>>>

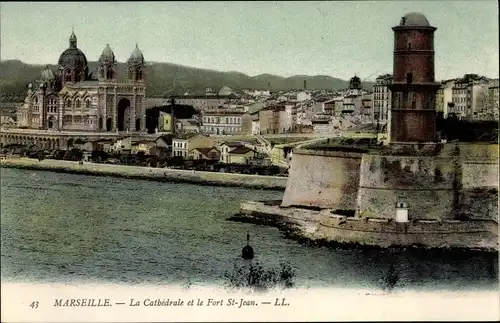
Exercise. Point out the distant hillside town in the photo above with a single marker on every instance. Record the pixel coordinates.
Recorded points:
(107, 108)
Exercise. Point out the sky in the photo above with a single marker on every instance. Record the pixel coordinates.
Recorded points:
(336, 38)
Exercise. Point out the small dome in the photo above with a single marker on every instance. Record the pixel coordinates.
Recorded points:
(107, 54)
(72, 57)
(414, 19)
(225, 90)
(136, 57)
(47, 74)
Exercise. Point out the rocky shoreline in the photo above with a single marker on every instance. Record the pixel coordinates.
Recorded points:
(152, 174)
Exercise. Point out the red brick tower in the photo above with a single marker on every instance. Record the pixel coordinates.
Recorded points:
(413, 108)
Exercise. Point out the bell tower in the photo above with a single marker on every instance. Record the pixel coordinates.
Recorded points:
(413, 108)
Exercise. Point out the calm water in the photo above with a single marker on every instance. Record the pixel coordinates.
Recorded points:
(71, 228)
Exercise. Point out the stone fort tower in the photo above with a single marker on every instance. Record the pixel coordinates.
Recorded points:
(413, 108)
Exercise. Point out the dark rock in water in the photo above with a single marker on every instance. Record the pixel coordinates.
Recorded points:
(247, 253)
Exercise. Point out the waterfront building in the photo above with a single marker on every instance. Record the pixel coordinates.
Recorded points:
(470, 97)
(493, 109)
(226, 147)
(205, 153)
(240, 155)
(183, 143)
(226, 121)
(74, 98)
(444, 101)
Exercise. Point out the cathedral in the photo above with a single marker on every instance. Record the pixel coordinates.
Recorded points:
(74, 99)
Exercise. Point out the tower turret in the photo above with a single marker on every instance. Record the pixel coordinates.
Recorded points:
(136, 65)
(107, 64)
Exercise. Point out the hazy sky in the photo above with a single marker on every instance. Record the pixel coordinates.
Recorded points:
(284, 38)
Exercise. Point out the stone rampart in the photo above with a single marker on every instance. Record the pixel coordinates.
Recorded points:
(428, 185)
(149, 173)
(426, 233)
(325, 179)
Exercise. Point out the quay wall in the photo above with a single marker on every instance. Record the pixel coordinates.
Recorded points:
(325, 226)
(149, 173)
(429, 233)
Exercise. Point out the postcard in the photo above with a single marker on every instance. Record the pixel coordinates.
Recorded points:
(249, 161)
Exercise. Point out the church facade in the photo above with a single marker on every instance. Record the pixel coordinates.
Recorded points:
(73, 99)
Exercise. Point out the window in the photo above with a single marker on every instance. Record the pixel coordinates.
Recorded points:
(409, 78)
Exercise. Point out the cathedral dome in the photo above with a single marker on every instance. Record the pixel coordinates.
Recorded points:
(414, 19)
(72, 57)
(136, 57)
(107, 54)
(47, 74)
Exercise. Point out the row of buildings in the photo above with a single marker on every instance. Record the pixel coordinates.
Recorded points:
(72, 97)
(471, 97)
(189, 146)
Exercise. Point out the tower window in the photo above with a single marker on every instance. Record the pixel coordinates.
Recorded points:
(409, 78)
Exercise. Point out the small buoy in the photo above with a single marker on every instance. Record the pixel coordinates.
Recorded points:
(247, 252)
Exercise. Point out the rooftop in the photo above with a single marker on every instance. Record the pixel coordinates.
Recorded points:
(414, 19)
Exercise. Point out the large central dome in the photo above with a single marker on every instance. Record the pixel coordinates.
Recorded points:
(72, 57)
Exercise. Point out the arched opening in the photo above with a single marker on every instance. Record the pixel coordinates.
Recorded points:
(109, 124)
(67, 76)
(52, 122)
(123, 115)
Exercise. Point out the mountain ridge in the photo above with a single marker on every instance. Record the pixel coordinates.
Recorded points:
(167, 78)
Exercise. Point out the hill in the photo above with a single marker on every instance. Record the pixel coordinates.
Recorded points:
(166, 78)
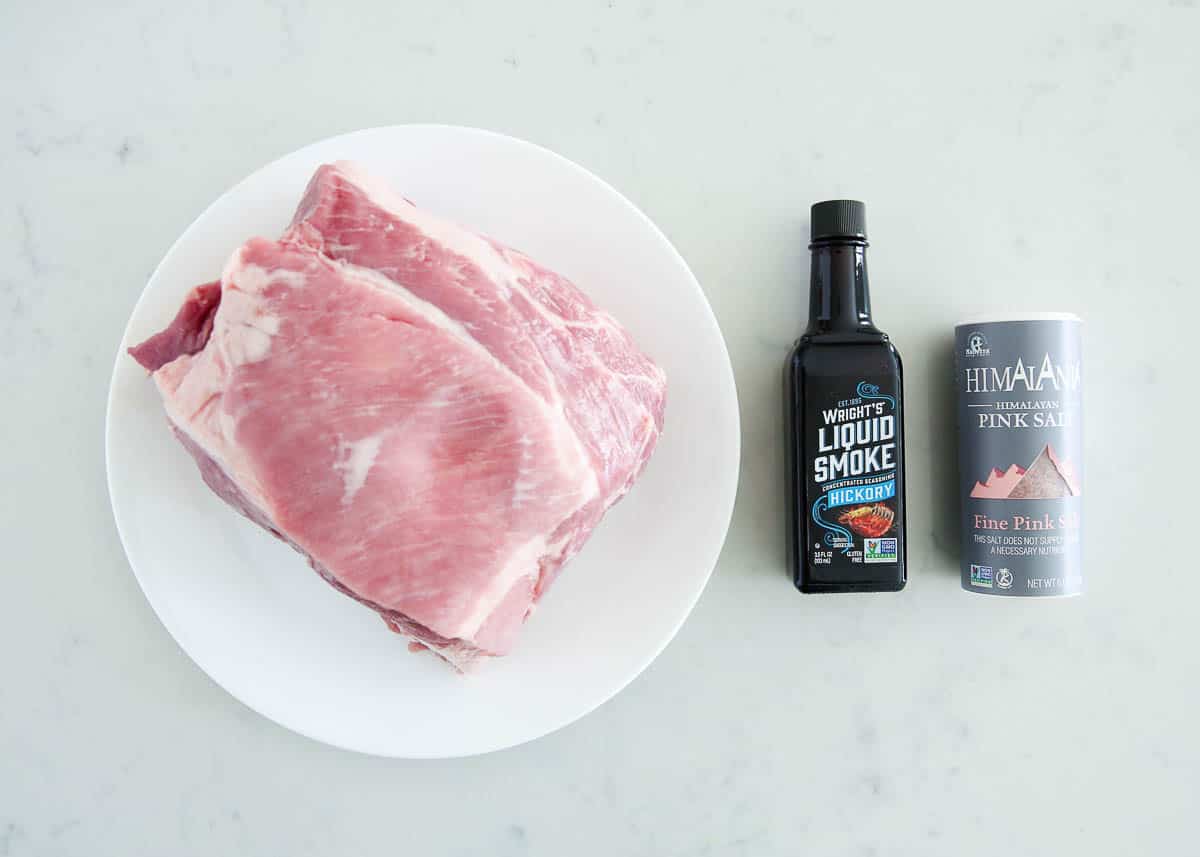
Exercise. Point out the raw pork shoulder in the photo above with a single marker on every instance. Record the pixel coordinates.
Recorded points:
(433, 419)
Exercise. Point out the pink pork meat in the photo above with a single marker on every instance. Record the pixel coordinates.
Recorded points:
(433, 419)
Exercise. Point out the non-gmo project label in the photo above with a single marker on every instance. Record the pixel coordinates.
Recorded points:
(880, 550)
(982, 575)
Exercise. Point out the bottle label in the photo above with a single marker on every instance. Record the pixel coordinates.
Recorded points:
(853, 473)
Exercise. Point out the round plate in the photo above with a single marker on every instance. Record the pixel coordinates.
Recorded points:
(251, 612)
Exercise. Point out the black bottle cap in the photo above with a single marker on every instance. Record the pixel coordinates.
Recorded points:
(839, 219)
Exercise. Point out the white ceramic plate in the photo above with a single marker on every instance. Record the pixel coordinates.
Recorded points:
(255, 617)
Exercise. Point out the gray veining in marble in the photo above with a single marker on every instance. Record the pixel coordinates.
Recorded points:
(1012, 155)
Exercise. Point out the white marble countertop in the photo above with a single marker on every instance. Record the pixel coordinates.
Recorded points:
(1012, 155)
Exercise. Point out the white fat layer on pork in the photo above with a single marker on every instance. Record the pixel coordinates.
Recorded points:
(568, 445)
(354, 462)
(496, 264)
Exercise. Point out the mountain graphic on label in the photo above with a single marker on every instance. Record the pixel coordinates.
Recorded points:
(1045, 478)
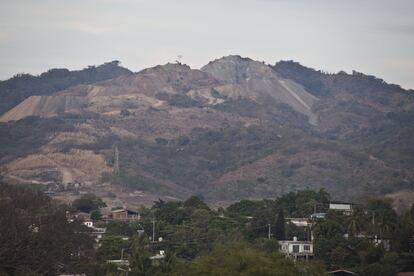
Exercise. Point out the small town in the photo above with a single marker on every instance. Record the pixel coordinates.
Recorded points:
(206, 138)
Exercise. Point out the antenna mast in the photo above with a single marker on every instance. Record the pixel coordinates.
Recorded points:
(116, 161)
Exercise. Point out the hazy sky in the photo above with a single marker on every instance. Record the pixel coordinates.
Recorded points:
(371, 36)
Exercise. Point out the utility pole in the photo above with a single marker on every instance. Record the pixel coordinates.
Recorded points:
(153, 229)
(373, 217)
(268, 231)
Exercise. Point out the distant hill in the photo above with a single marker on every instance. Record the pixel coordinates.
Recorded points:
(236, 128)
(21, 86)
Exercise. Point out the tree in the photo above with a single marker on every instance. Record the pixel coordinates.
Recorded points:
(88, 203)
(96, 215)
(280, 226)
(240, 259)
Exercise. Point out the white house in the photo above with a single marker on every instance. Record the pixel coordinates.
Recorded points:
(296, 249)
(300, 222)
(344, 207)
(88, 223)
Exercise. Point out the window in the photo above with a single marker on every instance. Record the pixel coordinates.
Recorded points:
(295, 248)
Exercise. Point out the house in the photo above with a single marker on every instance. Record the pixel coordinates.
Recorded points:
(300, 222)
(125, 215)
(158, 258)
(341, 272)
(296, 249)
(120, 214)
(88, 223)
(343, 207)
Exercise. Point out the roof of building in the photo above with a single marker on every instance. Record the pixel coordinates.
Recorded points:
(341, 270)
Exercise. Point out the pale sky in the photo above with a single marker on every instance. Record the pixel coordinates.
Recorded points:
(371, 36)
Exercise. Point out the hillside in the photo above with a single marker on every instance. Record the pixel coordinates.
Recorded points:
(236, 128)
(22, 86)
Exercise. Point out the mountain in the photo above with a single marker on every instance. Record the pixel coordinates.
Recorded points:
(22, 86)
(236, 128)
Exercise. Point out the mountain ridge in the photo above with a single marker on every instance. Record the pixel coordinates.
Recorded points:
(236, 128)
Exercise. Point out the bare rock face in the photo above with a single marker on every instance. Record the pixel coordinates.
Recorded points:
(234, 129)
(252, 79)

<<<

◆ **What you should do**: For the records given here, say how many lines hold the string "dome", with no further words.

◆ **Solution for this exercise**: 3